(Dataset records)
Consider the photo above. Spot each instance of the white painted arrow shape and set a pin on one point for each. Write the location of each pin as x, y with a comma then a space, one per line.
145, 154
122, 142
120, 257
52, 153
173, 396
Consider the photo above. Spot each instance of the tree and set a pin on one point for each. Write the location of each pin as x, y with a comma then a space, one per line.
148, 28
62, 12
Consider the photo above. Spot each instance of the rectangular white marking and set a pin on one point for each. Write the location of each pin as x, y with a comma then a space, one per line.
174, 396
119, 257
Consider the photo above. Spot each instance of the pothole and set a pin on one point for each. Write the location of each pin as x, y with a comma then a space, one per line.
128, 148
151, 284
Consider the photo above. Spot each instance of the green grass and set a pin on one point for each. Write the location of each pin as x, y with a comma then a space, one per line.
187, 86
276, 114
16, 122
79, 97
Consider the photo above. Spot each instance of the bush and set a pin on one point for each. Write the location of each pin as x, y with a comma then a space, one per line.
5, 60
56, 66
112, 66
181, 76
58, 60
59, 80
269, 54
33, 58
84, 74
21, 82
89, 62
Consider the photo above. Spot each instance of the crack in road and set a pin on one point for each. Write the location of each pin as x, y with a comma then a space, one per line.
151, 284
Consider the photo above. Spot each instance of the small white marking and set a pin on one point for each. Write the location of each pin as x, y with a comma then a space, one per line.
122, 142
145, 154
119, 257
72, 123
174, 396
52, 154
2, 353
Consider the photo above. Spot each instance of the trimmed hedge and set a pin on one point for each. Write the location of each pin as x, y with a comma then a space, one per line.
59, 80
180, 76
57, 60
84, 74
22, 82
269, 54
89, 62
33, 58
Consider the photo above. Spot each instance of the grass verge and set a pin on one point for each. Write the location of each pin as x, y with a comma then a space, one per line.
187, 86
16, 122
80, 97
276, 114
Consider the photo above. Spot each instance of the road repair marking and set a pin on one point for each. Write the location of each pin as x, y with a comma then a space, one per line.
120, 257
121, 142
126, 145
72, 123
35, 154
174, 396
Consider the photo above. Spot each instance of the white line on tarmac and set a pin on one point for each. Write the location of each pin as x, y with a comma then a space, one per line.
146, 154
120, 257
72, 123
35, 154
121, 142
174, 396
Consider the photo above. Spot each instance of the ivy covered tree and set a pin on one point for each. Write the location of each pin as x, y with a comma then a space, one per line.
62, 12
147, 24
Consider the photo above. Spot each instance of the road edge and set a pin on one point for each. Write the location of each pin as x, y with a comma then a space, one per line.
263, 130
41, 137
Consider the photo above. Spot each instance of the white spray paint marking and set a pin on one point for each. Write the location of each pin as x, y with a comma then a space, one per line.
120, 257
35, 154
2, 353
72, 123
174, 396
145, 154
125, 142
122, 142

...

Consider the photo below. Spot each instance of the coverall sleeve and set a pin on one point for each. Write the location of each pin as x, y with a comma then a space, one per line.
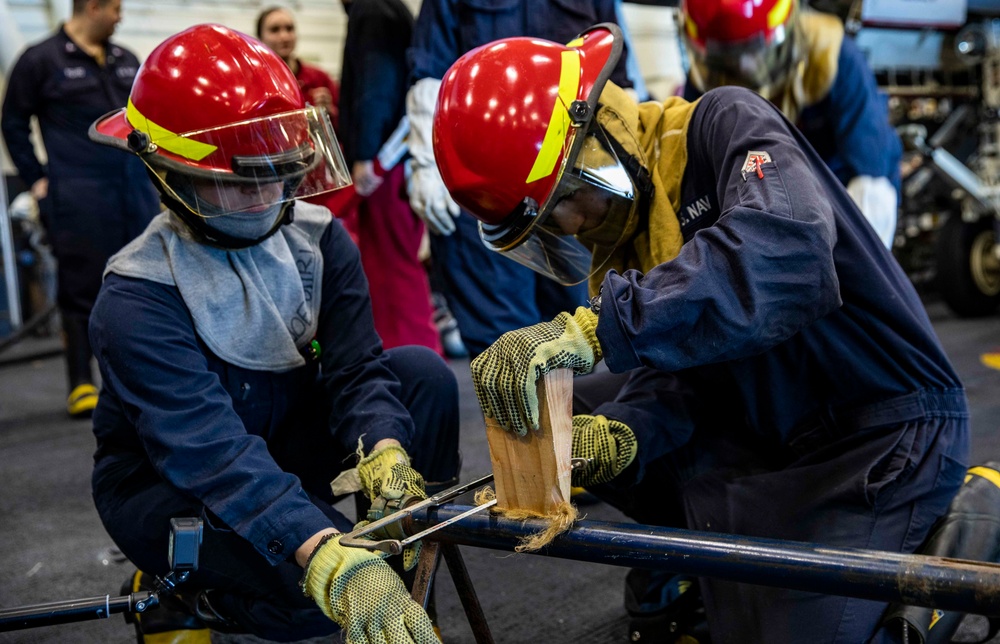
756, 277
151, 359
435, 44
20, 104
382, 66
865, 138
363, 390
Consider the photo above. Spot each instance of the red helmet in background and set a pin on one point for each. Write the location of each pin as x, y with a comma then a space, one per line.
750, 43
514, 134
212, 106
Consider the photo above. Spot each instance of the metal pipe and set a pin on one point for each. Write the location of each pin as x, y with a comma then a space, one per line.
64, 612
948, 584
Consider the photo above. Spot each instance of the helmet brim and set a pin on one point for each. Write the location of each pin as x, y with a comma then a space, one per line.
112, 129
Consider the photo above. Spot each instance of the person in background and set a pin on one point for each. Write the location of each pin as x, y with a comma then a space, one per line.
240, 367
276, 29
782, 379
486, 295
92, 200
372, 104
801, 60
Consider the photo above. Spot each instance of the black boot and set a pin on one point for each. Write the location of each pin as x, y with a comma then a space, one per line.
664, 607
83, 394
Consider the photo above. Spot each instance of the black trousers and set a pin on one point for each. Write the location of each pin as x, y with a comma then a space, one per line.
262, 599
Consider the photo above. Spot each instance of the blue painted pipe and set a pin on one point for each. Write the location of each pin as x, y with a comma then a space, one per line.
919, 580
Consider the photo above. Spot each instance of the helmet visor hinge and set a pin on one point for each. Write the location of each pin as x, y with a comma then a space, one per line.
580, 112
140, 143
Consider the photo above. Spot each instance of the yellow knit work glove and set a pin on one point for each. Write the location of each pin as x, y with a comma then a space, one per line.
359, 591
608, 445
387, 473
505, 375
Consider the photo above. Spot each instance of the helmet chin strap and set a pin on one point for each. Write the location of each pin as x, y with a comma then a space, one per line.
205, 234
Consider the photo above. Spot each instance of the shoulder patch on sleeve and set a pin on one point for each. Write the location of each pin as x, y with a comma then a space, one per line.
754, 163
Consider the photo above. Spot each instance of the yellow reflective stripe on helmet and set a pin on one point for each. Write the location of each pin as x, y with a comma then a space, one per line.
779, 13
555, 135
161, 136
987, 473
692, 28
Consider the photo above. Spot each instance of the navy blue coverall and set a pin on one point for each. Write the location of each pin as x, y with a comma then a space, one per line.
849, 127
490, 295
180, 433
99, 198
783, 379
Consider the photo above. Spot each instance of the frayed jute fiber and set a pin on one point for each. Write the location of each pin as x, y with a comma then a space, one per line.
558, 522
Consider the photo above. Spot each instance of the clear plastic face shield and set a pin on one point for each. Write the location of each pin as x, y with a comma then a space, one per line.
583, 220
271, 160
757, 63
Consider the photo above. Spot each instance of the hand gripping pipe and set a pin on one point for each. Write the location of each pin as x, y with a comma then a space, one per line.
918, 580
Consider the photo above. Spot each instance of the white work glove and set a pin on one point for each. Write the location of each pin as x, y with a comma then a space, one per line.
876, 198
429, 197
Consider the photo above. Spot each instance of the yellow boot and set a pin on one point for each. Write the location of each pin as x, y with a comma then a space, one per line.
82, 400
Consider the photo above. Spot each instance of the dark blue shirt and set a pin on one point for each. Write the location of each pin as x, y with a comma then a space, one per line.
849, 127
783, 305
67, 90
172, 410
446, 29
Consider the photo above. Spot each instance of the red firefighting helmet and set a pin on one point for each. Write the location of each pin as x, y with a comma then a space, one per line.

**Given exercise**
Gather every line in the data above that contains the word "sleeve".

**Finished answer**
Consider the photo below. Spot each instance of the coverall sleeve and set a pin on one point for each. Write the location of each pin as x, y with a comma then a space, one per line.
Consider the photo above. Spot each instance of the shoulder patch on sleeve and set a pin on one point for each. Write the location of each pin as x, y with a comma then a space, one per line.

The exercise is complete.